• [PROMPT 1]: Summarize the judgment excerpt in two sentences.
• [PROMPT 2]: In the judgment excerpt, whose rule of interpretation did the Supreme Court adopt in Bengal Immunity Co. Ltd. v. State of Bihar?
• [PROMPT 3]: Rewrite the judgment excerpt from "11. We are, however, concerned" up to and including "of Section 16.", replacing "Division Bench" with "Full Bench".

• [TEXT SECTION]:

11. We are, however, concerned with the interpretation of Section 16(5) of the U.P. Amendment Act XXIII of 1965. In Pirthi v. State of Uttar Pradesh (Sp. A. No. 931 of 1969 D/ 6-1-1970) referred to above a Division Bench of this Court took the view that there is no indication in Section 16(5) of the Indian Forest (U.P. Amendment) Act, 1965 (U.P. Act XXIII of 1965) that the jurisdiction of the Tribunal is wider than that of the State Government, and held that Section 16(5) did not empower the Tribunal to deal with a matter which was beyond the jurisdiction of the State Government, when the revision was filed before the State Government. With respect, this view does not appear to be in harmony with the subject, context and language of Sub-section (5) of Section 16.
12. In Bengal Immunity Co. Ltd. v. State of Bihar : AIR 1955 SC 661 [LQ/SC/1954/175] at page 674 the Supreme Court adopted the rule of interpretation expounded in Heydons case. According to that rule, the function of a Judge is always to make such construction "as shall suppress the mischief, and advance the remedy" and "to add force and life to the cure and remedy, according to the true intent of the makers of the Act, pro bono publico."
13. It appears that revisions used to be filed before the State Government Under Section 18(4) on the assumption that that enactment did create a right of revision. But this Court held to the contrary. The decision created a problem for the State. Revisions had been filed bona fide. They were pending. Many of them might have been filed by private individuals whose rights were seriously affected by the appellate order. To resolve this problem the Legislature enacted Section 16. By Sub-section (5) of Section 16, the legislature provided that a petition for revision presented to the State Government purporting to be made Under Sub-section (4) of the unamended Section 18 of the Indian Forest Act at any time within five years before the commencement of U.P. Act XXIII of 1965, whether pending on the date of the commencement of the 1965 Act with the State Government or purporting to have been decided by it before such date under the said sub-section shall be referred by the State Government to the Tribunal (i.e. the District Judge in the instant case) for disposal after giving opportunity to the parties of being heard. The provision to this sub-section authorises the State Government not to refer to the Tribunal any petition made by the Forest Officer which the State Government did not think fit to be pressed.

• [STORED ROWS]:
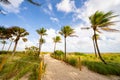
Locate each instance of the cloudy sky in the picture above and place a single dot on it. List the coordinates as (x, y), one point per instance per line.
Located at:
(54, 14)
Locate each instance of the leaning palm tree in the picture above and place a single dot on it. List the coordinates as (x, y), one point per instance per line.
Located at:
(3, 42)
(56, 40)
(11, 41)
(66, 31)
(93, 39)
(101, 20)
(42, 32)
(18, 33)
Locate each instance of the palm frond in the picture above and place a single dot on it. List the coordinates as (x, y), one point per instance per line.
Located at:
(109, 29)
(34, 3)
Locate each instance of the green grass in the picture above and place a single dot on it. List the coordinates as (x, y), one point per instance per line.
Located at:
(20, 65)
(95, 64)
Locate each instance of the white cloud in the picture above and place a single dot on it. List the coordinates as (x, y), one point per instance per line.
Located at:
(66, 6)
(48, 9)
(13, 7)
(54, 19)
(91, 6)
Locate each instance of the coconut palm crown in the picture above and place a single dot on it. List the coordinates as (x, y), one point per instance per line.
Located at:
(66, 31)
(101, 21)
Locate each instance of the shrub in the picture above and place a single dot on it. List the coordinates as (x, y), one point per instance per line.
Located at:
(72, 61)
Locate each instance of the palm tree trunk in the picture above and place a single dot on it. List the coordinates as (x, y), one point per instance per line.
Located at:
(40, 49)
(65, 49)
(39, 52)
(3, 47)
(54, 47)
(95, 48)
(10, 46)
(14, 48)
(98, 49)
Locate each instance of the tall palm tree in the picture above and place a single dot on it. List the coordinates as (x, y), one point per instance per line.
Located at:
(42, 32)
(101, 20)
(66, 31)
(11, 39)
(93, 39)
(56, 40)
(3, 42)
(18, 33)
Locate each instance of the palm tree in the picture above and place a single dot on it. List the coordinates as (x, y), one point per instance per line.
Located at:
(93, 39)
(18, 33)
(101, 20)
(3, 42)
(56, 40)
(41, 32)
(66, 31)
(11, 39)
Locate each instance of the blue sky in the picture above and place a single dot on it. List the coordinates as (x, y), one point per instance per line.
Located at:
(53, 14)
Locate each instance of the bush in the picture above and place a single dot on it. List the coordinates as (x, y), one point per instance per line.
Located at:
(72, 61)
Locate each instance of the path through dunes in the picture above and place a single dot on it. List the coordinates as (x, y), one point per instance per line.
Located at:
(58, 70)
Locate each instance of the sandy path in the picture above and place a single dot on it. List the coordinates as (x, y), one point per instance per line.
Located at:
(58, 70)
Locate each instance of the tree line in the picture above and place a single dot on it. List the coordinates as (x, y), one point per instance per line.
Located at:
(99, 21)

• [REPLY 1]: The Court questions an earlier Division Bench view that Section 16(5) of U.P. Act XXIII of 1965 gave the Tribunal no wider jurisdiction than the State Government, finding that view out of harmony with the sub-section's subject, context and language, and it invokes the rule in Heydons case that a Judge should suppress the mischief and advance the remedy. It explains that after this Court held Section 18(4) created no right of revision, the Legislature enacted Section 16, whose Sub-section (5) requires revision petitions filed with the State Government within five years before the 1965 Act to be referred to the Tribunal for disposal after hearing the parties.

• [REPLY 2]: The rule expounded in Heydons case.

• [REPLY 3]:
11. We are, however, concerned with the interpretation of Section 16(5) of the U.P. Amendment Act XXIII of 1965. In Pirthi v. State of Uttar Pradesh (Sp. A. No. 931 of 1969 D/ 6-1-1970) referred to above a Full Bench of this Court took the view that there is no indication in Section 16(5) of the Indian Forest (U.P. Amendment) Act, 1965 (U.P. Act XXIII of 1965) that the jurisdiction of the Tribunal is wider than that of the State Government, and held that Section 16(5) did not empower the Tribunal to deal with a matter which was beyond the jurisdiction of the State Government, when the revision was filed before the State Government. With respect, this view does not appear to be in harmony with the subject, context and language of Sub-section (5) of Section 16.